• **Texte extrait**:
____________

C’est d’ailleurs ce double risque social et juridique qui a provoqué l’insuccès de l’introduction en bourse de Deliveroo. L’action perdant jusqu’à 31 % de sa valeur le premier jour de sa cotation, faute de gros investisseurs. Valant 390 pences début avril, elle n’en valait plus que 280 le 6 avril. A son introduction au London Stock Exchange, Deliveroo était valorisée 7,6 milliards de Livres. Sa valeur tombait à 5,1 milliards une semaine plus tard.
Nous n’en sommes pas encore là en France. Juridiquement, le statut de Deliveroo semble assez solide. Mais pas totalement. En effet, en février 2020, un conseil des prud’hommes a pour la première fois condamné l »entreprise pour « travail dissimulé. ». Selon les juges, le fait de rémunérer le livreur en tant qu’entrepreneur indépendant et non comme employé régulier constituait « une tentative de contourner la législation du travail.» Deliveroo a contesté ses conclusions et fait appel.
Liberté de choisir ses livraisons, travailler avec d’autres plateformes et sous-traiter…
Toute autre est l’analyse de la Cour d’Appel de Paris, dont nous avons pu nous procurer le jugement. Pour elle, « aucun indice, aucune subordination ne ressort des pièces du dossier.» Y compris dans le cas du système de géolocalisation, qui est « inhérent au service demandé ». Pas plus que dans l’octroi d’une assurance gratuite, constituant uniquement, une « amélioration » de la « situation matérielle» du prestataire.

____________

• **Documents fournis**:
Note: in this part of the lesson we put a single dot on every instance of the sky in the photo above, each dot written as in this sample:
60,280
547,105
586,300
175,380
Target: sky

____________

• **Exercices**:
1. D'après le texte sur Deliveroo, combien l'action a-t-elle perdu de sa valeur le premier jour de sa cotation ?
2. Dans le texte sur Deliveroo, remplace « conseil des prud’hommes » par « tribunal du travail » et recopie le passage allant de « Nous n’en sommes » jusqu'à « et fait appel. » inclus.

• **Réponses par exercice**:
1. Jusqu'à 31 % de sa valeur.

2.
Nous n’en sommes pas encore là en France. Juridiquement, le statut de Deliveroo semble assez solide. Mais pas totalement. En effet, en février 2020, un tribunal du travail a pour la première fois condamné l »entreprise pour « travail dissimulé. ». Selon les juges, le fait de rémunérer le livreur en tant qu’entrepreneur indépendant et non comme employé régulier constituait « une tentative de contourner la législation du travail.» Deliveroo a contesté ses conclusions et fait appel.